## [What to work on]
From the material below, pull out every line that contains the word "noun". Case counts.
+ + + + + + +
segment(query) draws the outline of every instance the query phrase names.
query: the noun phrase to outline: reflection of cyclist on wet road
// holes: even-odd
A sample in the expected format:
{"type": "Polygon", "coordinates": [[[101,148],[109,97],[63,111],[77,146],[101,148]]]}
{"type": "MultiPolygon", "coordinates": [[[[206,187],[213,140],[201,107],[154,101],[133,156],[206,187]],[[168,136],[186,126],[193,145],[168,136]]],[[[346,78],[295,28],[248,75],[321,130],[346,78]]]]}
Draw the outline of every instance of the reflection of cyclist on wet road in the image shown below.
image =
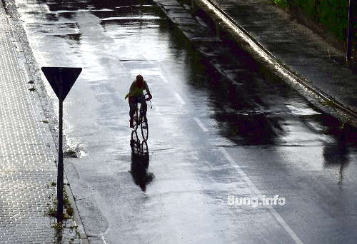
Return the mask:
{"type": "Polygon", "coordinates": [[[143,114],[145,116],[146,114],[147,105],[145,101],[145,97],[144,96],[143,91],[146,90],[149,95],[149,99],[152,98],[151,93],[150,93],[150,90],[149,89],[148,84],[146,81],[144,80],[144,78],[141,75],[136,76],[136,80],[134,81],[130,86],[129,93],[126,94],[125,98],[129,98],[129,106],[130,106],[130,127],[134,127],[133,118],[135,113],[135,109],[137,108],[138,103],[141,103],[141,107],[143,109],[143,114]]]}

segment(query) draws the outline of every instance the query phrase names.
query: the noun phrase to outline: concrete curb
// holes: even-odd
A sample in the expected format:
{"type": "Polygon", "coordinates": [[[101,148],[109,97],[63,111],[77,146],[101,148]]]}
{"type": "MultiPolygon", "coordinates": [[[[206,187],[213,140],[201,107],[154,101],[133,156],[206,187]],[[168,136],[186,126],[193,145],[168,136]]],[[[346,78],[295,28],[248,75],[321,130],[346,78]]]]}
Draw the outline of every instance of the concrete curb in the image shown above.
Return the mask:
{"type": "MultiPolygon", "coordinates": [[[[206,12],[211,21],[218,23],[216,28],[227,33],[231,38],[240,43],[241,47],[250,53],[256,61],[264,66],[272,74],[290,84],[301,86],[302,88],[316,96],[318,100],[322,100],[322,102],[318,101],[320,103],[325,103],[325,106],[328,105],[334,110],[337,110],[336,113],[333,113],[335,116],[353,126],[357,125],[357,111],[336,101],[323,91],[308,84],[306,78],[296,73],[279,59],[271,54],[216,4],[211,0],[192,1],[195,7],[206,12]]],[[[316,105],[316,102],[313,103],[316,105]]]]}
{"type": "MultiPolygon", "coordinates": [[[[6,5],[4,6],[4,9],[6,10],[6,14],[9,14],[9,11],[8,11],[6,5]]],[[[22,44],[21,44],[21,41],[19,41],[19,37],[17,36],[16,30],[14,28],[14,24],[12,22],[12,19],[11,18],[9,18],[9,16],[7,16],[7,21],[11,26],[12,35],[16,41],[16,46],[17,46],[19,51],[20,53],[19,57],[21,59],[21,63],[22,63],[22,65],[24,66],[23,67],[24,70],[24,73],[25,76],[27,79],[27,81],[29,81],[30,80],[34,80],[34,78],[31,78],[32,77],[32,74],[29,71],[29,66],[27,64],[26,57],[24,56],[25,54],[24,54],[24,51],[22,49],[22,44]]],[[[35,101],[36,101],[36,106],[37,107],[39,107],[39,110],[43,112],[44,111],[43,104],[41,103],[40,96],[39,96],[37,91],[35,92],[34,94],[35,94],[35,101]]],[[[42,113],[43,114],[41,115],[41,117],[46,118],[44,113],[42,113]]],[[[46,143],[48,143],[48,145],[49,145],[49,150],[52,152],[52,154],[54,156],[58,155],[58,150],[57,150],[57,148],[56,146],[56,143],[54,141],[55,138],[53,136],[53,135],[51,133],[51,128],[49,128],[49,125],[44,123],[44,128],[46,131],[46,134],[47,134],[46,141],[46,143]]],[[[57,165],[57,161],[56,161],[56,157],[55,157],[55,158],[54,158],[54,163],[56,163],[56,165],[57,165]]],[[[76,224],[77,225],[78,231],[79,231],[79,235],[80,235],[79,238],[80,238],[81,243],[84,243],[84,244],[89,243],[89,242],[88,240],[88,238],[86,236],[86,233],[85,230],[83,227],[83,223],[81,222],[81,217],[79,215],[79,213],[78,211],[78,209],[77,209],[77,207],[76,205],[76,202],[74,200],[74,198],[73,194],[72,194],[71,189],[70,188],[70,184],[69,183],[69,181],[68,181],[68,178],[67,178],[67,176],[66,176],[66,172],[64,172],[64,189],[66,190],[66,193],[67,194],[67,195],[69,197],[69,200],[71,203],[71,207],[74,210],[74,220],[76,222],[76,224]]]]}

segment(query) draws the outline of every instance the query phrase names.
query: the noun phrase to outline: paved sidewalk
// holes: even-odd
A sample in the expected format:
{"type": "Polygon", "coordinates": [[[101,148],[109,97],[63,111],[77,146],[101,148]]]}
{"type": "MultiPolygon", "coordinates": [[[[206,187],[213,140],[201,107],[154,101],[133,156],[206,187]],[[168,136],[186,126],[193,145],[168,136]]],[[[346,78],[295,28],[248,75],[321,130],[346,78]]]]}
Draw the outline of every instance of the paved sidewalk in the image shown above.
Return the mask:
{"type": "Polygon", "coordinates": [[[0,46],[0,243],[79,242],[74,230],[57,235],[46,216],[56,194],[54,144],[2,6],[0,46]]]}
{"type": "Polygon", "coordinates": [[[291,21],[269,0],[211,0],[310,87],[357,114],[357,76],[344,54],[291,21]]]}

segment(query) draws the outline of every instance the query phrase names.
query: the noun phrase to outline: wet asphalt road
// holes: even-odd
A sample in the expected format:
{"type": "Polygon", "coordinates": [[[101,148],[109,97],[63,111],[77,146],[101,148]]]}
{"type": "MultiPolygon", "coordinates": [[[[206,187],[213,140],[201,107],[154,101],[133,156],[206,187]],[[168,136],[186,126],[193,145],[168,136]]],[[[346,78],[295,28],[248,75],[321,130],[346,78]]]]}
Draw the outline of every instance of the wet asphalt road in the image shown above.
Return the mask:
{"type": "Polygon", "coordinates": [[[94,243],[356,243],[356,133],[254,67],[233,89],[149,1],[17,4],[40,66],[84,68],[66,168],[94,243]],[[149,162],[124,99],[138,73],[154,96],[149,162]],[[276,195],[284,205],[228,204],[276,195]]]}

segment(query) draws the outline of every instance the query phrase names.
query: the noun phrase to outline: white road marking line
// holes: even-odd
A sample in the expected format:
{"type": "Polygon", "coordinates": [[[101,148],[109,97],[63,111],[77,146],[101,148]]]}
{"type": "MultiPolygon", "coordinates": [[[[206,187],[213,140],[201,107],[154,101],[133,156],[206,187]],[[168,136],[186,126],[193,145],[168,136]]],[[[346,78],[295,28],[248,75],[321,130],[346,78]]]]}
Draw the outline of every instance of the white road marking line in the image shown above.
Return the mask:
{"type": "Polygon", "coordinates": [[[180,95],[178,95],[178,93],[175,93],[175,96],[176,96],[176,98],[178,100],[178,101],[180,102],[180,103],[181,103],[182,105],[186,104],[186,102],[183,101],[183,99],[182,99],[182,98],[181,97],[180,95]]]}
{"type": "Polygon", "coordinates": [[[195,120],[196,123],[197,123],[197,124],[201,127],[202,131],[203,131],[204,132],[208,131],[207,128],[206,128],[206,126],[203,125],[203,123],[202,122],[201,122],[201,121],[198,118],[194,117],[193,119],[195,120]]]}
{"type": "Polygon", "coordinates": [[[169,82],[167,81],[167,79],[164,75],[161,73],[160,74],[160,77],[161,78],[161,80],[164,81],[164,83],[168,83],[169,82]]]}
{"type": "MultiPolygon", "coordinates": [[[[263,198],[263,195],[261,193],[260,190],[256,187],[256,185],[251,181],[249,177],[243,171],[241,168],[241,167],[238,165],[238,163],[233,159],[231,156],[228,153],[227,151],[224,148],[220,148],[221,151],[222,153],[224,155],[226,158],[232,164],[232,166],[236,168],[236,170],[243,176],[243,178],[244,181],[246,181],[250,186],[252,188],[253,190],[254,191],[254,193],[258,196],[260,198],[263,198]]],[[[291,238],[295,241],[296,243],[297,244],[303,244],[303,243],[300,240],[300,238],[298,237],[298,235],[295,233],[295,232],[290,228],[290,226],[285,222],[283,218],[280,215],[280,214],[276,212],[276,210],[273,208],[272,205],[267,205],[268,209],[269,211],[271,213],[273,216],[275,217],[276,220],[283,226],[283,228],[285,229],[285,230],[289,234],[289,235],[291,237],[291,238]]]]}

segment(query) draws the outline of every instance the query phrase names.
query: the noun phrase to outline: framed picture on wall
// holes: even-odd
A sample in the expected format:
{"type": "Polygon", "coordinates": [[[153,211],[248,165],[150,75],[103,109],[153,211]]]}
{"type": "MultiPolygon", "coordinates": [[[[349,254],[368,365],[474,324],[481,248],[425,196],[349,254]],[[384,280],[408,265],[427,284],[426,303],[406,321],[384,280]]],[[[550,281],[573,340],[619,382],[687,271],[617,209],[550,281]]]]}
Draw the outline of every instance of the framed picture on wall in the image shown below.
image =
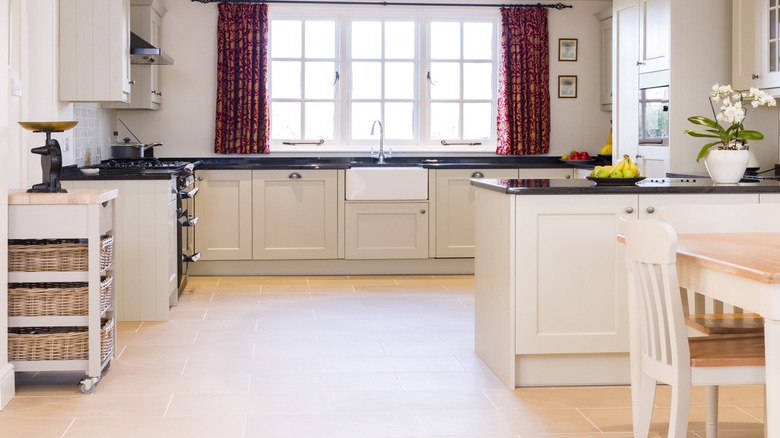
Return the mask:
{"type": "Polygon", "coordinates": [[[558,61],[577,60],[577,38],[558,38],[558,61]]]}
{"type": "Polygon", "coordinates": [[[577,76],[558,76],[558,97],[577,98],[577,76]]]}

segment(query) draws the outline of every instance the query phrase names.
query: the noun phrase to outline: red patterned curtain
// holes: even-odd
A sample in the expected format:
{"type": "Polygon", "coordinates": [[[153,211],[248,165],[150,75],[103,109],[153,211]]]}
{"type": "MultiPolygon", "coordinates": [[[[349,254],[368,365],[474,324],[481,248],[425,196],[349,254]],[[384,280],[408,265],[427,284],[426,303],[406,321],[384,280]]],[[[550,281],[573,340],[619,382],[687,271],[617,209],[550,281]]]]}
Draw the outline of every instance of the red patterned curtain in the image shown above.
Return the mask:
{"type": "Polygon", "coordinates": [[[268,5],[220,3],[214,152],[268,150],[268,5]]]}
{"type": "Polygon", "coordinates": [[[549,152],[549,53],[546,8],[501,8],[497,154],[549,152]]]}

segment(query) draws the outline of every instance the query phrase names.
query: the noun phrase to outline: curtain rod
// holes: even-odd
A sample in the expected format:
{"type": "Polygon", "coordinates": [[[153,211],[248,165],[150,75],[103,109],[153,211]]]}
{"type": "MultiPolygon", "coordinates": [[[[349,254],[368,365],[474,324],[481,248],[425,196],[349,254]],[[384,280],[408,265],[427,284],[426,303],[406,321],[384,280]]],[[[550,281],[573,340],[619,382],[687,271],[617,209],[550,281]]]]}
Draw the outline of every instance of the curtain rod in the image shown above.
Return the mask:
{"type": "Polygon", "coordinates": [[[370,6],[454,6],[454,7],[501,7],[501,8],[554,8],[558,10],[571,8],[563,3],[536,4],[489,4],[489,3],[419,3],[419,2],[368,2],[368,1],[316,1],[316,0],[191,0],[198,3],[296,3],[310,5],[370,5],[370,6]]]}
+ + + + + + +
## [Answer for this exercise]
query: the noun phrase to outline: reflection of cyclist on wet road
query: the noun phrase to outline: concrete curb
query: the noun phrase to outline: paved sidewalk
query: the noun phrase to outline: wet asphalt road
query: the noun phrase to outline: white road marking line
query: the noun phrase to outline: framed picture on wall
query: the noun phrase to outline: red patterned curtain
query: the noun phrase to outline: curtain rod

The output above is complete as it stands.